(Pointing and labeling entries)
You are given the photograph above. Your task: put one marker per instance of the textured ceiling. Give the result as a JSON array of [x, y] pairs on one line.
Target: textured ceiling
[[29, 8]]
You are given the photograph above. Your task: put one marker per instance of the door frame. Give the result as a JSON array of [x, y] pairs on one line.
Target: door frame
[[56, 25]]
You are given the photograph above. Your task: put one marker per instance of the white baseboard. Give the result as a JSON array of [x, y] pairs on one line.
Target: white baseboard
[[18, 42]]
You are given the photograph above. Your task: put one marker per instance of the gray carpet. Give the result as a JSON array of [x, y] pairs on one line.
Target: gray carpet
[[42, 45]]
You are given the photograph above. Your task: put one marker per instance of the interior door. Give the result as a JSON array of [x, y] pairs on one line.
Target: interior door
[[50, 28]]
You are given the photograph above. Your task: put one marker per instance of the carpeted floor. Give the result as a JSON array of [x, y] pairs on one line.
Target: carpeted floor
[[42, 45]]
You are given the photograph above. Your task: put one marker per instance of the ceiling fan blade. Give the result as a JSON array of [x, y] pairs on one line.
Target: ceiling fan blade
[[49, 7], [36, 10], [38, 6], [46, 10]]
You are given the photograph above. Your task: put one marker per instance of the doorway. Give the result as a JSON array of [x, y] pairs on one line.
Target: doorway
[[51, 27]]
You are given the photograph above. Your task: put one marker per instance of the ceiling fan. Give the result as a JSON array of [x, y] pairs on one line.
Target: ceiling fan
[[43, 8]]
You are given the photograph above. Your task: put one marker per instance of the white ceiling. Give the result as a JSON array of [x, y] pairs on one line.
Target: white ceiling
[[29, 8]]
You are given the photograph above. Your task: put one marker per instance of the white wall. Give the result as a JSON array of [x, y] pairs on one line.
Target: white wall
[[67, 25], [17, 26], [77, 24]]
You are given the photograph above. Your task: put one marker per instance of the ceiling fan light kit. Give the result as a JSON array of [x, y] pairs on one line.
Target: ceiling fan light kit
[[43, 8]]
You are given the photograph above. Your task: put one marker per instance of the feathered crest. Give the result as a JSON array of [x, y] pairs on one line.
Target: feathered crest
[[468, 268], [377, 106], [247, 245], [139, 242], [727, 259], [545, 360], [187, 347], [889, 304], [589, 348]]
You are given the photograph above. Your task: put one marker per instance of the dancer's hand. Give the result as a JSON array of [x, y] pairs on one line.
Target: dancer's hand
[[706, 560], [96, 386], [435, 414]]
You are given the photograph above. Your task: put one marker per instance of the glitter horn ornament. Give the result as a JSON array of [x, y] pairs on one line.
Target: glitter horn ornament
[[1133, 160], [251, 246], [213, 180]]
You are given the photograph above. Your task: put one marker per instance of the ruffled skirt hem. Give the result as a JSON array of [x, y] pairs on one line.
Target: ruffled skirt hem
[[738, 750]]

— EXERCISE PROMPT —
Reproduce, without any change, the rows running from the line containing "the white wall." through the line containing "[[67, 25], [17, 26], [77, 24]]", including both of those lines.

— CORRECT ANSWER —
You are given the photograph above. Your task: put one marker per instance of the white wall. Give the result as a JSON array of [x, y] pairs on one line.
Target: white wall
[[67, 25], [17, 26], [77, 24]]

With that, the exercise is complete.